▸ TEXTE PRÉSENTÉ
Lethielleux (p. 137-144).


CHAPITRE XXV

(134)

Comment cette âme dévote en louant et remerciant Dieu, prie pour la sainte Église.

Alors cette âme, comme enivrée, haletante, et embrasée d’amour, le cœur blessé d’une grande douleur, se tournait vers la souveraine et éternelle Bonté : " O Dieu éternel, disait-elle, Ô Lumière au-dessus de toute lumière et foyer de toute lumière ! Ô Feu au-dessus de tout autre feu, Feu qui seul brûle sans se consumer ! Feu qui consume dans l’âme tout péché et tout amour-propre, Feu qui ne consume pas l’âme, mais la nourrit d’un amour insatiable, puisqu’en la rassasiant, vous ne la rassasiez pas, elle vous désire toujours ; et plus elle vous désire plus elle vous possède, plus elle vous cherche et plus elle vous trouve, plus elle vous goûte, Ô Feu souverain, Feu éternel, abîme de Charité !

O Bien suprême et éternel, qui vous a donc porté, vous le Dieu infini, à m’éclairer de la lumière de votre Vérité, moi votre petite créature ? Nul autre que vous-même, Ô Feu d’amour ! L’Amour, toujours, l’Amour seul, vous a poussé et vous pousse encore à créer à votre image et ressemblance vos créatures raisonnables, et à leur faire miséricorde, en les comblant de grâces infinies et de dons sans mesure. O Bonté au-dessus de toute bonté, vous seul êtes souverainement bon ! Et, cependant, vous nous avez donné le Verbe, votre Fils unique, pour qu’il vécût avec nous, en contact avec notre être de corruption et nos ténèbres ! De ce don quelle fut la cause ? L’amour car vous nous avez aimés avant que nous ne fussions. O Grandeur éternelle ! Ô ! grandeur de Bonté. Vous vous êtes abaissée, vous vous êtes faite petite, pour faire l’homme grand. De quelque côté que je me tourne, je ne trouve qu’abîme et feu de votre Charité.

Entrées d'un jeu de données
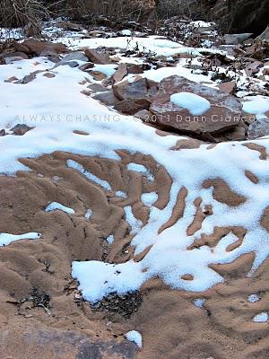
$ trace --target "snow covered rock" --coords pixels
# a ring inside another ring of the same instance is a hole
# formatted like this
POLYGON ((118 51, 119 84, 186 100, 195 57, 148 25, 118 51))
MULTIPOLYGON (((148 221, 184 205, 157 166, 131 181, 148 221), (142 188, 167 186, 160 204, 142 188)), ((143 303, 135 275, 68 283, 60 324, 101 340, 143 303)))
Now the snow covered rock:
POLYGON ((250 140, 269 135, 269 118, 260 118, 249 125, 247 137, 250 140))
POLYGON ((169 130, 212 135, 238 127, 242 105, 233 96, 173 75, 160 83, 150 110, 169 130))
POLYGON ((119 100, 151 98, 158 91, 158 83, 146 78, 137 77, 132 83, 128 80, 113 86, 115 96, 119 100))
POLYGON ((89 60, 94 64, 107 65, 111 63, 110 57, 108 54, 104 54, 94 48, 87 48, 85 50, 85 55, 89 60))
POLYGON ((44 55, 45 52, 52 52, 56 54, 64 54, 68 52, 65 45, 57 42, 52 43, 48 41, 39 41, 34 39, 29 39, 22 43, 14 43, 16 51, 24 52, 27 55, 44 55))

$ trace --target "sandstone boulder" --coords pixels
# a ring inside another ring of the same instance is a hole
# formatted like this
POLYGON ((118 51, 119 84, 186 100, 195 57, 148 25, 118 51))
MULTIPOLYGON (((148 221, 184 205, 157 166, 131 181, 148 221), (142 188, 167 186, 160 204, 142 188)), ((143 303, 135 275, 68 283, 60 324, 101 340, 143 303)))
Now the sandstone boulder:
POLYGON ((137 77, 130 83, 124 81, 113 86, 115 96, 119 100, 152 98, 158 92, 158 83, 146 78, 137 77))
POLYGON ((85 56, 89 58, 90 61, 93 62, 93 64, 111 64, 111 59, 108 54, 102 53, 101 51, 98 51, 94 48, 87 48, 85 50, 85 56))
POLYGON ((237 127, 241 109, 241 103, 229 93, 177 75, 160 83, 150 108, 159 127, 196 136, 212 136, 237 127))
POLYGON ((115 105, 115 109, 127 115, 134 115, 142 109, 148 109, 151 102, 147 99, 123 100, 115 105))
POLYGON ((269 118, 257 119, 249 125, 247 138, 254 140, 269 135, 269 118))

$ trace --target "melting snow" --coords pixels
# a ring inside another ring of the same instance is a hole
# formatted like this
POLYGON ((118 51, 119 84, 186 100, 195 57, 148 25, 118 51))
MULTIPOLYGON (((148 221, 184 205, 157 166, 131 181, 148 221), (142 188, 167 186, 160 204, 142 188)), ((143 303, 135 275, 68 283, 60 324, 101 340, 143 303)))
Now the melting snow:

▸ CONSIGNES
1. Reproduisez à l'identique le passage du texte sur la prière pour la sainte Église qui commence par « Comment cette âme » et se poursuit jusqu'à « abîme de Charité ! ».
2. Rédigez la suite du texte sur la prière pour la sainte Église, à partir de sa dernière phrase.

▸ RÉPONSES PAR CONSIGNE
1.
Comment cette âme dévote en louant et remerciant Dieu, prie pour la sainte Église.

Alors cette âme, comme enivrée, haletante, et embrasée d’amour, le cœur blessé d’une grande douleur, se tournait vers la souveraine et éternelle Bonté : " O Dieu éternel, disait-elle, Ô Lumière au-dessus de toute lumière et foyer de toute lumière ! Ô Feu au-dessus de tout autre feu, Feu qui seul brûle sans se consumer ! Feu qui consume dans l’âme tout péché et tout amour-propre, Feu qui ne consume pas l’âme, mais la nourrit d’un amour insatiable, puisqu’en la rassasiant, vous ne la rassasiez pas, elle vous désire toujours ; et plus elle vous désire plus elle vous possède, plus elle vous cherche et plus elle vous trouve, plus elle vous goûte, Ô Feu souverain, Feu éternel, abîme de Charité !

2.
Est-ce moi, pauvre misérable, qui pourrai reconnaître ces grâces et cette ardente Chanté que vous m’avez témoignée et que vous me témoignez encore, avec tant d’amour, à moi en particulier, en dehors de la charité générale et de l’amour que vous avez pour vos créatures ? Non, certes : Vous seul, très doux et tendre Père, serez reconnaissant pour moi. C’est le sentiment de votre Charité elle-même, qui vous rendra grâce à ma place : car moi, je suis celle qui ne suis pas. Si je disais que je suis quelque chose par moi-même, je mentirais sur ma tête ; menteuse, je serais fille du démon qui est le père du mensonge. Vous seul, êtes Celui qui est. L’existence et toutes les grâces que vous avez ajoutées à mon être, c’est de vous que je les tiens, c’est vous qui me les avez données et me les continuez, par amour, sans que j’y aie aucun droit.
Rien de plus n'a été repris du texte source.